* **Stored dataset items**:
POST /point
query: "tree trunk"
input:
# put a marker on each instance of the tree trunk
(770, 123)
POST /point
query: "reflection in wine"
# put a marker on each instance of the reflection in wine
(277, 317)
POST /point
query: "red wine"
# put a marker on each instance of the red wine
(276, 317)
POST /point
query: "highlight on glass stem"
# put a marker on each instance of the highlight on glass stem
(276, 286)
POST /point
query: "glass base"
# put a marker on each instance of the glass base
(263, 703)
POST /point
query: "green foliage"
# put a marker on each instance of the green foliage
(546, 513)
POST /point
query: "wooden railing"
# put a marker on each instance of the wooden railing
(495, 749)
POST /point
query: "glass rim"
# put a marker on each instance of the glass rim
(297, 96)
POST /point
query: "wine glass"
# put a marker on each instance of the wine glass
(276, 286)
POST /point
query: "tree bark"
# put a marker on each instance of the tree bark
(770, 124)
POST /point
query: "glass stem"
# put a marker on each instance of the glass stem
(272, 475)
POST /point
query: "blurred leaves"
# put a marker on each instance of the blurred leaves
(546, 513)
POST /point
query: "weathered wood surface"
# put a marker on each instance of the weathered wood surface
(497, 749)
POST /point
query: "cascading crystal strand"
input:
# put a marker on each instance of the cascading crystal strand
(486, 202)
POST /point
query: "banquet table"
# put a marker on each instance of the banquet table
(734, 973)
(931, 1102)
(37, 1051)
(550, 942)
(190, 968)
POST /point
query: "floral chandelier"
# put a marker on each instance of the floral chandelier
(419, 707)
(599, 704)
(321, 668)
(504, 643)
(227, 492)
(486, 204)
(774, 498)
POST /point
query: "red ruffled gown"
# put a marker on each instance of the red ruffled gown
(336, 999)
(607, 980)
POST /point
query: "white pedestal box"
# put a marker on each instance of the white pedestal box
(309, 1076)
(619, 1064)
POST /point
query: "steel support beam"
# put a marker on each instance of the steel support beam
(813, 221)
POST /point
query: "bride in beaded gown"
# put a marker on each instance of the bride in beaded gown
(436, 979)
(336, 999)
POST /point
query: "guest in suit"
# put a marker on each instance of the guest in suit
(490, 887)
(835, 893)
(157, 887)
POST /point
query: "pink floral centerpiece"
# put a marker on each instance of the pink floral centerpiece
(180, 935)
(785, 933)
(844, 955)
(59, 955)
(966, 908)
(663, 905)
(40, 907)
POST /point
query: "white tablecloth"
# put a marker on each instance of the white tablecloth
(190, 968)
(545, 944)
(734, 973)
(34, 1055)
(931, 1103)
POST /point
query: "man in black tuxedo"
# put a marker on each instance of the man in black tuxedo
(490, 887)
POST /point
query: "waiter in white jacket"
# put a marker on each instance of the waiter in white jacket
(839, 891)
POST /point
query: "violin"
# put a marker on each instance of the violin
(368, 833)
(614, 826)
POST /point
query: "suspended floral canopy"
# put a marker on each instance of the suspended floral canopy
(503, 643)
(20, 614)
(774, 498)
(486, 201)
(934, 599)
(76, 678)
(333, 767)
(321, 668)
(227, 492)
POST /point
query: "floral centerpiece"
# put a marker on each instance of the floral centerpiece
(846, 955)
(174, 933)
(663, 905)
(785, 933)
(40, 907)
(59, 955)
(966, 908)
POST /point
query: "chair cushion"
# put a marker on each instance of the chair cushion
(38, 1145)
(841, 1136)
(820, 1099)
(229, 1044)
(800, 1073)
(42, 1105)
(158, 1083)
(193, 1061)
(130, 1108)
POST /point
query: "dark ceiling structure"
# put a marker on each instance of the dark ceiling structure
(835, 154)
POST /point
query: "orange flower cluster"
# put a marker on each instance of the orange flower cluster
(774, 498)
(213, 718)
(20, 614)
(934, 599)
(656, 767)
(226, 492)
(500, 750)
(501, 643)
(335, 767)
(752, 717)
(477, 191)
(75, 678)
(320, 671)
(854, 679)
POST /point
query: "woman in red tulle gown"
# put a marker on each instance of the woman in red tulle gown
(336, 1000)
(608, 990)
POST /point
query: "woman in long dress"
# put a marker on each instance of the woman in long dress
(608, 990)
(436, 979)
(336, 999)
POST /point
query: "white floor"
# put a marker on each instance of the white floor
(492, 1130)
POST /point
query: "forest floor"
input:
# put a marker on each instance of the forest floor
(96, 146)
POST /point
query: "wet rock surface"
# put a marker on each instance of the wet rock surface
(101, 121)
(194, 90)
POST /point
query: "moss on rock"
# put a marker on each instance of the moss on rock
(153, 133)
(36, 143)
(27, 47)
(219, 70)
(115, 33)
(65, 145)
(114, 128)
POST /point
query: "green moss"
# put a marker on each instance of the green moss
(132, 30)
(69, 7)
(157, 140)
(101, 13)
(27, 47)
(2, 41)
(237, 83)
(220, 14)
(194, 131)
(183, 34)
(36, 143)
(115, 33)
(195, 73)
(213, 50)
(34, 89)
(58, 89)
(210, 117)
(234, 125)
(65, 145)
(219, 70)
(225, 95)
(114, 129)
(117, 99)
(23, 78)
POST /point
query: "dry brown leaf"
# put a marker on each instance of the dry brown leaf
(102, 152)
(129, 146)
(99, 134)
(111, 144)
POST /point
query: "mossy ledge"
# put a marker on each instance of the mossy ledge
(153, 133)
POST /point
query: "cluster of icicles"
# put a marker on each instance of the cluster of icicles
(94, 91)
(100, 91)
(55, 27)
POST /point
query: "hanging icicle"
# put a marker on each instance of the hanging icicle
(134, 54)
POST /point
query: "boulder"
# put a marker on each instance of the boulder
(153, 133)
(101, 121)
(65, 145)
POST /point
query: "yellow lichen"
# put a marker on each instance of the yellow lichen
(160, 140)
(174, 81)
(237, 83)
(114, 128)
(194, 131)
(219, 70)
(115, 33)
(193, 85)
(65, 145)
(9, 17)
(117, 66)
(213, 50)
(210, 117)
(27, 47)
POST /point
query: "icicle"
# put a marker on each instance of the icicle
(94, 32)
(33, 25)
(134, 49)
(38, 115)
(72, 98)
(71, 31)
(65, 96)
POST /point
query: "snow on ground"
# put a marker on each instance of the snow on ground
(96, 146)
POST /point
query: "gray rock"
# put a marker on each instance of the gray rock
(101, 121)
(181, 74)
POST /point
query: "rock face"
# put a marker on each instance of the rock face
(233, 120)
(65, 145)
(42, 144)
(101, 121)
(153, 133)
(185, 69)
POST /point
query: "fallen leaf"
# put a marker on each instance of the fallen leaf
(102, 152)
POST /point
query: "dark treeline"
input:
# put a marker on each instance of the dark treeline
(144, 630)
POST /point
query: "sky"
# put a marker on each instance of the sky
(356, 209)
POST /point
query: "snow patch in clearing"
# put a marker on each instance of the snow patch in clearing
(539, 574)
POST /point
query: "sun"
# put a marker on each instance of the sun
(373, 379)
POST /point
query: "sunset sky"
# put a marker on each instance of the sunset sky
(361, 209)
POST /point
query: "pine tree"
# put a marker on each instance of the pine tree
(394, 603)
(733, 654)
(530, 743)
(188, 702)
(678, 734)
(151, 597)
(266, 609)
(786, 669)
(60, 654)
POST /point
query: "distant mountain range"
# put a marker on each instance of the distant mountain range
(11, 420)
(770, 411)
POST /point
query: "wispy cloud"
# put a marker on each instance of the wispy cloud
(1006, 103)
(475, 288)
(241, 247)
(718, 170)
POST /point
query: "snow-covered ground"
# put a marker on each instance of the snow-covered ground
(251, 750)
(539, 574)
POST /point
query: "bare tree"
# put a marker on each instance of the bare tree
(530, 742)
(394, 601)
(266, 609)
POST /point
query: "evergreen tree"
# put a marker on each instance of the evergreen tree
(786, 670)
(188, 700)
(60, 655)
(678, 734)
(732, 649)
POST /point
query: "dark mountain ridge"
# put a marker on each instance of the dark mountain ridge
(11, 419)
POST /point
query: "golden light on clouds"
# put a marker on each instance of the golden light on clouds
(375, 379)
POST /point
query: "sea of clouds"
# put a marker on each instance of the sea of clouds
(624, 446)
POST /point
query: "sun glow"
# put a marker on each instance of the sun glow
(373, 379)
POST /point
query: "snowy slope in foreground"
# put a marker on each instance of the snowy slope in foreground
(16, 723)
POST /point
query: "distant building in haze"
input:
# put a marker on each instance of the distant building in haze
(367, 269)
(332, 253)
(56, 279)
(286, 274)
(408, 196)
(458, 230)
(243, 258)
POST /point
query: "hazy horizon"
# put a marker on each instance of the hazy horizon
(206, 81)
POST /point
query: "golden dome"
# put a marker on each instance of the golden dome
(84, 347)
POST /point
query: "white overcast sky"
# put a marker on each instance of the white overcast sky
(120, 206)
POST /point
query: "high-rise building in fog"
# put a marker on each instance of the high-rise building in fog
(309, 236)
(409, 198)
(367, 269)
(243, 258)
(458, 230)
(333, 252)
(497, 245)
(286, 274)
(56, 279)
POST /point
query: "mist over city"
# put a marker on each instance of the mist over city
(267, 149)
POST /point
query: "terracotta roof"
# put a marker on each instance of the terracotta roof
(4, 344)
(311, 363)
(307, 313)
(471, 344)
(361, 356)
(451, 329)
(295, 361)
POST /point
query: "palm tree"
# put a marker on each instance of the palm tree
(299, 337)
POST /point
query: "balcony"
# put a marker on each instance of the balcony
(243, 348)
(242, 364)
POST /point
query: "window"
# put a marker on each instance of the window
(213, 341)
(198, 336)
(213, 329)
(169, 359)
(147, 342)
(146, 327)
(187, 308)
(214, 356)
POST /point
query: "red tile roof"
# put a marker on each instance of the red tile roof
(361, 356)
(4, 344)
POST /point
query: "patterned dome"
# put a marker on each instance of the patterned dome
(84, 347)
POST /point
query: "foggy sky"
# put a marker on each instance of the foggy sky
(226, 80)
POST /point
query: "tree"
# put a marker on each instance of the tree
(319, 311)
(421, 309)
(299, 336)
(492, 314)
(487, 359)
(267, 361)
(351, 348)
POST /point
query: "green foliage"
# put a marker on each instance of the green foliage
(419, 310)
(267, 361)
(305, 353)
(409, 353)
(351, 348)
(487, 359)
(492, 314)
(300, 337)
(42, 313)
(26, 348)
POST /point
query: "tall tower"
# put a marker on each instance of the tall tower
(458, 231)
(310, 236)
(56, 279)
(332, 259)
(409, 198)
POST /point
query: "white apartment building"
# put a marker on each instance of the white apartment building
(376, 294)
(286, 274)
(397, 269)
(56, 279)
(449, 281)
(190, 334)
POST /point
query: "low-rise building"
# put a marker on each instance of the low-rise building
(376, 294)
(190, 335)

* **AIM OF THE EXERCISE**: Select and copy each line in the material above that contains the word "mist".

* **RESPONSE BELOW**:
query: "mist over city"
# put a marker on each instance of the mist over city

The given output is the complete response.